→ **Selected excerpt**:
## START

Kimberley Graves, the system’s chief of school support, said plans to address achievement gaps include the creation of “consultation teams” to provide targeted support to individual schools.
The goal is to see every student live up to potential, she said.
“We’re working really closely to align our efforts … to demystify this notion that students who are not typical, or who require additional supports, aren’t capable of achieving at extremely high levels,” Graves said.
A number of School Board members zeroed in on specific aspects of the results, with Kathleen Clark asking about challenges facing students with disabilities and Zuraya Tapia-Hadley asking about support for English-language learners.

## END

→ **Task requirements**:
A. Reproduce the passage of the school achievement gaps excerpt between "Kimberley Graves, the" and "for English-language learners.", inclusive.
B. Name every person mentioned by full name in the school achievement gaps excerpt.
C. Write what comes next in the school achievement gaps excerpt, picking up after its final sentence.

Stored entries
## START

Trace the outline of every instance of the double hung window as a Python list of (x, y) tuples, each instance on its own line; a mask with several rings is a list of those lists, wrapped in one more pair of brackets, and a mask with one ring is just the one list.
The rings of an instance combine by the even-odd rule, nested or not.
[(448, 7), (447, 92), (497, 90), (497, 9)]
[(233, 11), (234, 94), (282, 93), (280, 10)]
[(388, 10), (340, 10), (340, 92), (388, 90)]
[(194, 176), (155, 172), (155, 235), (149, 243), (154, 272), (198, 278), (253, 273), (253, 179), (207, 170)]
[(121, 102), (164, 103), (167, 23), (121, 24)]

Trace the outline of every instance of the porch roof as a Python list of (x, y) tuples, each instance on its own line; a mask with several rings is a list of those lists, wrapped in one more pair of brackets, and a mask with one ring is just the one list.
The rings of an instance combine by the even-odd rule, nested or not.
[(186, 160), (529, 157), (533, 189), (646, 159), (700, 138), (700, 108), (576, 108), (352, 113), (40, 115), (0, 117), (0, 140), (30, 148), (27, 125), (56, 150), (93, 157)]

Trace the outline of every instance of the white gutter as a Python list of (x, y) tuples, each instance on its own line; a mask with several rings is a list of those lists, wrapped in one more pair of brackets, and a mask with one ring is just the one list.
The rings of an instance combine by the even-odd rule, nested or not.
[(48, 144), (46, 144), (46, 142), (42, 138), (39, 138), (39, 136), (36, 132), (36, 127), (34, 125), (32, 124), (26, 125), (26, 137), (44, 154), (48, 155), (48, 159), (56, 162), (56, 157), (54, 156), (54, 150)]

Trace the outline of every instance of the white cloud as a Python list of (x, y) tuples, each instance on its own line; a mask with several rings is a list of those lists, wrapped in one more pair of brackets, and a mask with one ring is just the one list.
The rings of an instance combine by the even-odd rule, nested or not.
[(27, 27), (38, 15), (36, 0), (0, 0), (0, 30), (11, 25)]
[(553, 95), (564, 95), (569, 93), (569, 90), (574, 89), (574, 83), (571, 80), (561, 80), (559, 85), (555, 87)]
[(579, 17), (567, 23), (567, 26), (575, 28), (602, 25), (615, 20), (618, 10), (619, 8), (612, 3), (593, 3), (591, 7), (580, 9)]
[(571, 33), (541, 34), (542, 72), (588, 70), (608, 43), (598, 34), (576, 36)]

## END

→ **Task answers**:
A.
Kimberley Graves, the system’s chief of school support, said plans to address achievement gaps include the creation of “consultation teams” to provide targeted support to individual schools.
The goal is to see every student live up to potential, she said.
“We’re working really closely to align our efforts … to demystify this notion that students who are not typical, or who require additional supports, aren’t capable of achieving at extremely high levels,” Graves said.
A number of School Board members zeroed in on specific aspects of the results, with Kathleen Clark asking about challenges facing students with disabilities and Zuraya Tapia-Hadley asking about support for English-language learners.

B.
Kimberley Graves
Kathleen Clark
Zuraya Tapia-Hadley

C.
Among sub-groups, year-over-year results were mixed, but APS officials pointed to improvements in some areas:
- Black students: Pass rates increased in science, social studies and writing
- Hispanic students: Pass rates increased in math and writing
- English-language learners: Pass rates increased in math and writing
- Students with disabilities: Pass rates increased in science and writing
“We’re trying to leave no stone unturned” in determining future strategies, Mann said. But he acknowledged “it’s not as easy as for us to say ‘this worked and this didn’t.’ We really need to target what we’re doing and who we’re working with.”
One of the challenges in tracking performance over time is that the Virginia Department of Education revamps tests on a regular basis.
“Traditionally when we’ve introduced and tested new standards, we across the state see a dip in performance,” Mann said.